▶ _SUPPLIED MATERIAL_
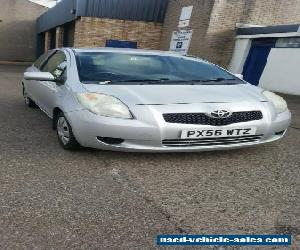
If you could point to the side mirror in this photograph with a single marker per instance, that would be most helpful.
(239, 76)
(39, 76)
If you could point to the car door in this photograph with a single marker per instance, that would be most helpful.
(49, 90)
(32, 86)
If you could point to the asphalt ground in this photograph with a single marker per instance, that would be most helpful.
(89, 199)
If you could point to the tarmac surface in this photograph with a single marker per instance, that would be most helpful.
(54, 199)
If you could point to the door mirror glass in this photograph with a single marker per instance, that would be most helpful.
(239, 76)
(39, 76)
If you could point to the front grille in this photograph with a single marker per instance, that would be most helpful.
(211, 141)
(204, 119)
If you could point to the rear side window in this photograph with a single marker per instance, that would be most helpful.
(40, 60)
(53, 62)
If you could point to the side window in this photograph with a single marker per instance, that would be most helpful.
(53, 64)
(40, 60)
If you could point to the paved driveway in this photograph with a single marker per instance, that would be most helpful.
(53, 199)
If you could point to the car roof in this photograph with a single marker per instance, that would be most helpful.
(125, 50)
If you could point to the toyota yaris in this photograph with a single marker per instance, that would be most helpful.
(139, 100)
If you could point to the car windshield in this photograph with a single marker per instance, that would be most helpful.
(122, 68)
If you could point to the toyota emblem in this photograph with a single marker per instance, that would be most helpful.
(220, 114)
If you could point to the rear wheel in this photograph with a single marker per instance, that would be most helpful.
(28, 101)
(65, 135)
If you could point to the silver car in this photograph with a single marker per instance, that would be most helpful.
(152, 101)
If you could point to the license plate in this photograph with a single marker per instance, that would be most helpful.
(222, 132)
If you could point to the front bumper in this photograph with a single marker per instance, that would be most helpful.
(147, 134)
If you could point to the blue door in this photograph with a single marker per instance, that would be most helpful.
(121, 44)
(257, 59)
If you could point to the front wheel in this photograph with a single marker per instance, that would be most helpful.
(65, 135)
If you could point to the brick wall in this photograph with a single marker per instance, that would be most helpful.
(213, 23)
(93, 32)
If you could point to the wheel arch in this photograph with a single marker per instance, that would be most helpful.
(55, 113)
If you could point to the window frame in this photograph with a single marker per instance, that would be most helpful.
(49, 57)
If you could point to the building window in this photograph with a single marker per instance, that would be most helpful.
(288, 42)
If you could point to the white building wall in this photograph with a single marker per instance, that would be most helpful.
(282, 71)
(240, 53)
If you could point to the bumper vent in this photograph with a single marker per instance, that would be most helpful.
(204, 119)
(211, 141)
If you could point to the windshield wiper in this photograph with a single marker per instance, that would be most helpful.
(136, 80)
(219, 79)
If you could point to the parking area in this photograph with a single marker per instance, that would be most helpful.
(54, 199)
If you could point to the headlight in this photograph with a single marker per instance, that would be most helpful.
(278, 102)
(105, 105)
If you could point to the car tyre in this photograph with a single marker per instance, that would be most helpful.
(64, 132)
(28, 101)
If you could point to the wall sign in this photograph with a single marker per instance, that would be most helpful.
(180, 41)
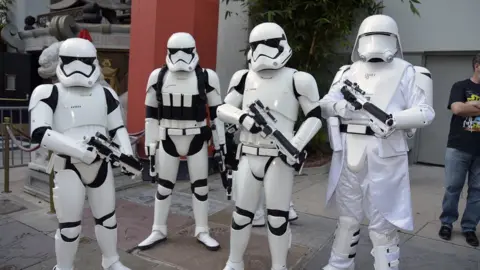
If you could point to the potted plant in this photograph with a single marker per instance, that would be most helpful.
(5, 6)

▶ _TASK INSTRUCTIONS_
Arrange the lines above as a two-column CSV with the columns text and coordinates. Give one row for each line that asks for points, with that line in the first field and the coordinates under it in the second, each field quoted and with line breaks turned into spaces, and leave out the pictures.

▶ _EXERCISE ANSWER_
text,coordinates
"If you could point to the side mirror in this photograph with a single marker per instance, that would be most helpful.","(239, 76) (39, 76)"
"If you could point to the car door in this photograph with a single marker per instance, that would be most helpful.","(49, 90) (32, 86)"
"If you could point to the asphalt ground in this photograph with a single marker per instance, that would be most helpful.","(89, 199)"
"If you could point to the tarmac surface in this photograph with a single marker per instance, that would be most helpful.","(54, 199)"
"If you could point to the door mirror glass in this photograph with a single marker per instance, that would be most helpful.","(239, 76) (39, 76)"
"If you could point to the front grille in this photograph with a single marker per instance, that would be most helpful.","(211, 141) (204, 119)"
"If you could point to the rear side window in this photograph with a single marker per instance, that would be most helpful.","(40, 60) (53, 62)"
"If you could point to the side window in this photograph with a single marker per instance, that would be most helpful.","(53, 64) (40, 60)"
"If you could point to the paved driveway in this photograph with a single marker per instance, that would be most helpful.","(53, 199)"
"If you could point to the car roof in this photograph with a single marker per instance, that would be most helpful.","(125, 50)"
"If you could point to the toyota yaris in this photograph with a single marker per instance, that would be most helpful.","(139, 100)"
"If you could point to the car windshield in this photograph with a single marker per instance, that would be most helpful.","(122, 68)"
"If you could point to the toyota emblem in this photograph with a single marker per instance, that would be most helpful.","(220, 114)"
"If you could point to the rear wheel in this photograph with a single marker per instance, that would be most helpful.","(28, 101) (65, 135)"
"If you could point to the silver car in this photograph with a single marker per instance, that would be most helpful.","(152, 101)"
"If you could point to the license plate in this photograph with a single marker per instance, that would be most helpful.","(222, 132)"
"If you could point to the front bumper in this photograph with a single marker per instance, that would be most helpful.","(147, 134)"
"If you could point to the blue door in this photograph with a single marker per instance, that would be most helpful.","(121, 44) (257, 59)"
"If you could point to the front wheel in this photograph with a single marker per instance, that would be most helpful.","(65, 135)"
"If you could point to the brick wall in this photograph with a single marker per instance, that would be most helpful.","(213, 23) (93, 32)"
"If you could point to the wheel arch in this photograph with a single marker per instance, that would be most helpful.","(55, 113)"
"If you could point to the window frame in this photograph with a single marker per instance, that would be most helpful.","(49, 57)"
"If you could point to the building window in this photograph with a single marker per instance, that would be most helpful.","(288, 42)"
"If you could point to the white building wall in this photograph with a single marker per instance, that would be most helpful.","(282, 71) (240, 53)"
"If you could point to the bumper vent in this photograph with a single marker per instance, that would be most helpful.","(204, 119) (211, 141)"
"If you could point to the windshield wiper in this photograph with a single marker per instance, that would be most helpful.","(136, 80) (219, 79)"
"If you could point to the parking area in this photograph with a single marker per instance, that would be most helpful.","(54, 199)"
"If you could point to the headlight in this photograph with a single marker per instance, that would be most helpful.","(278, 102) (105, 105)"
"If you could point to the car tyre in this photograph with a single marker per instance, that would be most helpful.","(64, 132) (28, 101)"
"If you could point to the wall sign in this photograph with a single marker per instance, that would be most helpful.","(180, 41)"
"If you could point to the potted plant in this photograph with a single marker per instance, that would be most helpful.","(5, 6)"